# Extract to read
>> START

# Copyright (c) Meta Platforms, Inc. and affiliates.
# All rights reserved.
#
# This source code is licensed under the BSD-style license found in the
# LICENSE file in the root directory of this source tree.

"""
========================================
Decoding a video with VideoDecoder
========================================

In this example, we'll learn how to decode a video using the
:class:`~torchcodec.decoders.VideoDecoder` class.
"""

# %%
# First, a bit of boilerplate: we'll download a video from the web, and define a
# plotting utility. You can ignore that part and jump right below to
# :ref:`creating_decoder`.

import torch
import requests


# Video source: https://www.pexels.com/video/dog-eating-854132/
# License: CC0. Author: Coverr.
url = "https://videos.pexels.com/video-files/854132/854132-sd_640_360_25fps.mp4"
response = requests.get(url, headers={"User-Agent": ""})
if response.status_code != 200:
    raise RuntimeError(f"Failed to download video. {response.status_code = }.")

raw_video_bytes = response.content


def plot(frames: torch.Tensor, title: str | None = None):
    try:
        from torchvision.utils import make_grid
        from torchvision.transforms.v2.functional import to_pil_image
        import matplotlib.pyplot as plt
    except ImportError:
        print("Cannot plot, please run `pip install torchvision matplotlib`")
        return

    plt.rcParams["savefig.bbox"] = 'tight'
    fig, ax = plt.subplots()
    ax.imshow(to_pil_image(make_grid(frames)))

>> END

# Records to use
>> START

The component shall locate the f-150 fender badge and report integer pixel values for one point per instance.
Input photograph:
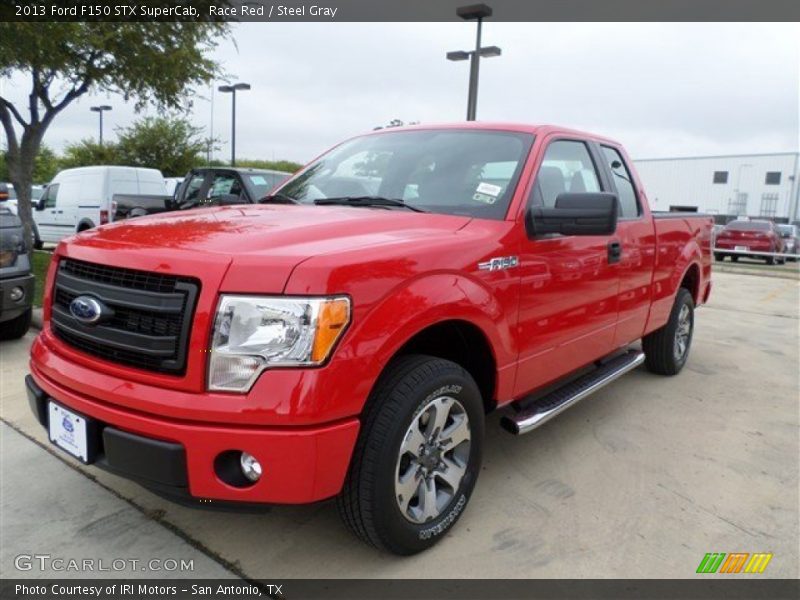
(499, 262)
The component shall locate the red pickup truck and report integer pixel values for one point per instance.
(347, 336)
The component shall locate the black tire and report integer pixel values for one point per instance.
(369, 504)
(15, 328)
(660, 347)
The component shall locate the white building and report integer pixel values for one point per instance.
(752, 185)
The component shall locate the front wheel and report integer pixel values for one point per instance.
(417, 457)
(667, 348)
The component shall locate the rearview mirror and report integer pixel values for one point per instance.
(593, 213)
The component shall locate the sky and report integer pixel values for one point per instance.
(662, 90)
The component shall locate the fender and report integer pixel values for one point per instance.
(426, 301)
(665, 289)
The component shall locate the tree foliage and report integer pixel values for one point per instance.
(157, 63)
(45, 167)
(286, 166)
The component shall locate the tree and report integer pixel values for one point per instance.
(88, 152)
(172, 145)
(287, 166)
(45, 167)
(150, 63)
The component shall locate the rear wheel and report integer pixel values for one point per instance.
(15, 328)
(417, 457)
(667, 348)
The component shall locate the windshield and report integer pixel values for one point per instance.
(458, 172)
(263, 182)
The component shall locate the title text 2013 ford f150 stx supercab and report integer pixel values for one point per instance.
(347, 336)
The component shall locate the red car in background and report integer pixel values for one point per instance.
(749, 236)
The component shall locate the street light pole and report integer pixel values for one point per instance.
(474, 66)
(232, 89)
(477, 12)
(100, 110)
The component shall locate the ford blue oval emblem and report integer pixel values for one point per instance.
(86, 309)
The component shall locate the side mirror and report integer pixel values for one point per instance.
(593, 213)
(229, 199)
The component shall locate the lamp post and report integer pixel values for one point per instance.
(232, 89)
(477, 12)
(100, 110)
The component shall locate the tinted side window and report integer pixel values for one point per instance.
(629, 206)
(567, 167)
(224, 185)
(193, 187)
(50, 196)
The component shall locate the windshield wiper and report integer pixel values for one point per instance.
(366, 201)
(277, 199)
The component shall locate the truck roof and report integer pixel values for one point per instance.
(540, 129)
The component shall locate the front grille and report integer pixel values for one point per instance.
(148, 319)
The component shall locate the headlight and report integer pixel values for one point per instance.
(253, 333)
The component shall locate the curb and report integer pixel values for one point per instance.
(757, 272)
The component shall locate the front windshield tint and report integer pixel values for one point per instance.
(458, 172)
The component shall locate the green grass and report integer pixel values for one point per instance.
(40, 260)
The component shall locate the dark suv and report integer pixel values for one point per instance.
(16, 281)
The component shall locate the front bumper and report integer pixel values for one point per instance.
(10, 309)
(177, 458)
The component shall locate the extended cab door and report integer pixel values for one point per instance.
(637, 239)
(569, 284)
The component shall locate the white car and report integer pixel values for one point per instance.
(79, 199)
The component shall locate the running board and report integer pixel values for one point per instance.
(561, 399)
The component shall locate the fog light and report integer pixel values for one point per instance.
(251, 468)
(16, 294)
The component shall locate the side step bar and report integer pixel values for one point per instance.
(561, 399)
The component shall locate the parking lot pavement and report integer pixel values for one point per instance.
(640, 480)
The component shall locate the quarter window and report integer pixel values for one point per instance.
(567, 167)
(628, 204)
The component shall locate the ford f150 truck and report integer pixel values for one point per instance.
(347, 336)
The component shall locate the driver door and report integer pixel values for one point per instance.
(569, 284)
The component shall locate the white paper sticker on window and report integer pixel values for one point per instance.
(488, 188)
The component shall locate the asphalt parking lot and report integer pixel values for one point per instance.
(640, 480)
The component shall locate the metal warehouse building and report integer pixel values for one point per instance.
(752, 185)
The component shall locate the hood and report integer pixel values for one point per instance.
(275, 237)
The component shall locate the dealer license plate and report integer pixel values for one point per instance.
(68, 431)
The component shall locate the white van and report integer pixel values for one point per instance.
(79, 199)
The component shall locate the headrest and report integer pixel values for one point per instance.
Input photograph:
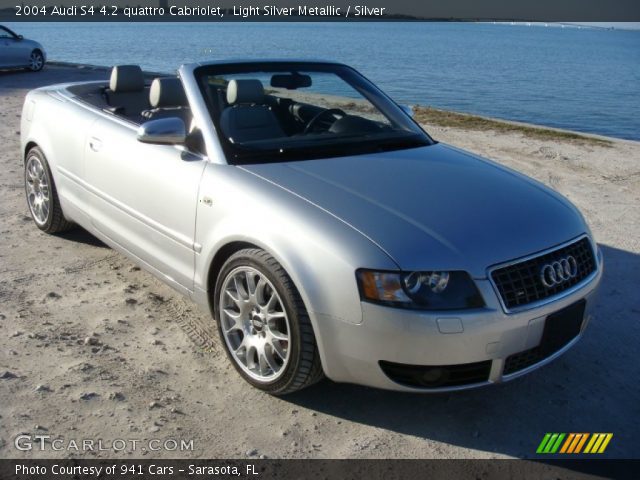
(167, 92)
(126, 78)
(244, 91)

>> END

# Actions to take
**a)** According to the video decoding tutorial, why may the reader skip the code that downloads the video and defines the plotting function?
**b)** Count the lines of the entries that contain the word "building".
The tutorial and the entries come from separate, unrelated sources.

# Exercise responses
**a)** The tutorial calls that code boilerplate, since it only downloads a video from the web and defines a plotting utility. The reader can therefore ignore it and go directly to the section on creating the decoder.

**b)** 2